[Start]

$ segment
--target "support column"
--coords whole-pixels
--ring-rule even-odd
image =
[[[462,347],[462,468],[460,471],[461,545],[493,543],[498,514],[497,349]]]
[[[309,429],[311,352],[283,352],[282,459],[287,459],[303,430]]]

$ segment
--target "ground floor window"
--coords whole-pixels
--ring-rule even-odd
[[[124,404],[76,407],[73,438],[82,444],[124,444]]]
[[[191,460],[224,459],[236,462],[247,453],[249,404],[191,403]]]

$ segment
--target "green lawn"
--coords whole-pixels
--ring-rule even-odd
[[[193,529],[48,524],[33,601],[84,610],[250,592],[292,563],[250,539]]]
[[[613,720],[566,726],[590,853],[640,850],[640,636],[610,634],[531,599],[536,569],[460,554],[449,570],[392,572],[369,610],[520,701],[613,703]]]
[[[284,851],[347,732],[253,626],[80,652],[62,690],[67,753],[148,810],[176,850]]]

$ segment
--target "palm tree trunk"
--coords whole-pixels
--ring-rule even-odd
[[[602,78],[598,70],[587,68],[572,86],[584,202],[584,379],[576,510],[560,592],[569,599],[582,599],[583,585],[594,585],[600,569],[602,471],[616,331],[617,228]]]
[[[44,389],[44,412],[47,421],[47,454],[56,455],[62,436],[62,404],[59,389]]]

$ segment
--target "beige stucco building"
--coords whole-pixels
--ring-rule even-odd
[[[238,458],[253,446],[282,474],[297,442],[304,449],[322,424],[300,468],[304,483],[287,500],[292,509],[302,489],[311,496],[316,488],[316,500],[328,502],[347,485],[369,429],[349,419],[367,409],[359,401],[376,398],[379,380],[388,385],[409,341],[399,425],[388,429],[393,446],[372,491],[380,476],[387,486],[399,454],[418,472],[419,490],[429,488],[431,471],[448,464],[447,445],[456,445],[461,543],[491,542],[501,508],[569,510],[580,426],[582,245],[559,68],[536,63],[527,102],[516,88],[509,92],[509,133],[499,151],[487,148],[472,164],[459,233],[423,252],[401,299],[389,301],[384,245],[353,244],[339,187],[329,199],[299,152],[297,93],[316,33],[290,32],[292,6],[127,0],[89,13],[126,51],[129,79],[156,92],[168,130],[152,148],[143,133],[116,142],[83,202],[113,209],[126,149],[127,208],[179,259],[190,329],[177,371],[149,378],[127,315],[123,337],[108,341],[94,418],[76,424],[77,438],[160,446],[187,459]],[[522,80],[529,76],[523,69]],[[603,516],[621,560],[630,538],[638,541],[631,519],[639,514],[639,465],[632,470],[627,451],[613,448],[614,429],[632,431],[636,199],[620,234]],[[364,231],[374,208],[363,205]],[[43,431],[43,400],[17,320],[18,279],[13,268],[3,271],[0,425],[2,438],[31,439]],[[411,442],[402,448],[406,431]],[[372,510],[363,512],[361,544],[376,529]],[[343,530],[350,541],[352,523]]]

[End]

Written problem - Reproduce every line of the records above, unchanged and in the same order.

Answer to the task -
$ segment
--target "support column"
--coords whole-pixels
--ring-rule even-odd
image =
[[[462,347],[462,468],[460,471],[461,545],[493,543],[498,514],[497,349]]]
[[[309,429],[311,352],[283,352],[282,459],[287,459],[303,430]]]

$ segment
--target "ground floor window"
--coords whole-pixels
--ring-rule even-odd
[[[124,404],[76,407],[73,438],[82,444],[124,444]]]
[[[191,460],[224,459],[236,462],[247,453],[249,404],[191,403]]]

$ segment
--target "green lawn"
--coords whole-pixels
--ring-rule even-odd
[[[193,529],[48,524],[33,601],[84,610],[250,592],[292,563],[250,539]]]
[[[613,720],[566,726],[590,853],[640,850],[640,636],[610,634],[531,599],[536,569],[460,554],[449,570],[392,572],[369,610],[520,701],[613,703]]]
[[[284,851],[347,732],[253,626],[80,652],[62,690],[67,753],[148,810],[176,850]]]

$ segment
--target "palm tree trunk"
--coords whole-pixels
--ring-rule even-odd
[[[602,78],[598,70],[587,68],[572,86],[584,202],[584,379],[576,510],[560,592],[569,599],[582,599],[583,585],[594,585],[600,569],[602,471],[616,331],[617,228]]]
[[[44,389],[44,412],[47,421],[47,454],[56,455],[62,436],[62,404],[59,389]]]

$ segment
--target "beige stucco building"
--coords whole-pixels
--ring-rule even-odd
[[[238,458],[253,446],[282,474],[297,442],[304,449],[322,424],[300,468],[304,483],[287,500],[292,509],[302,489],[311,496],[316,488],[316,500],[328,502],[347,485],[369,429],[349,419],[367,409],[359,401],[376,398],[379,380],[388,385],[409,341],[399,425],[388,429],[393,446],[372,491],[380,476],[387,486],[399,454],[418,472],[419,490],[429,488],[431,471],[448,464],[447,445],[456,445],[461,543],[491,542],[501,508],[569,510],[580,426],[582,245],[559,68],[536,63],[527,102],[516,88],[509,92],[509,133],[499,151],[487,148],[472,164],[459,233],[423,252],[401,299],[389,301],[384,245],[353,244],[339,187],[329,199],[299,152],[297,93],[316,33],[290,32],[292,6],[127,0],[89,13],[126,51],[129,79],[156,92],[168,130],[152,148],[143,133],[116,142],[83,202],[113,209],[126,149],[127,208],[179,259],[190,329],[177,371],[149,378],[127,315],[123,337],[108,341],[94,418],[76,424],[77,438],[160,446],[187,459]],[[522,80],[529,76],[523,69]],[[603,516],[621,560],[630,538],[638,541],[631,519],[639,514],[639,465],[632,470],[627,451],[613,448],[614,429],[632,431],[636,199],[620,234]],[[364,231],[374,208],[363,205]],[[43,431],[43,400],[17,320],[18,279],[13,268],[3,271],[0,425],[2,438],[31,439]],[[411,442],[402,448],[406,431]],[[372,510],[363,512],[361,544],[376,529]],[[343,530],[350,541],[352,523]]]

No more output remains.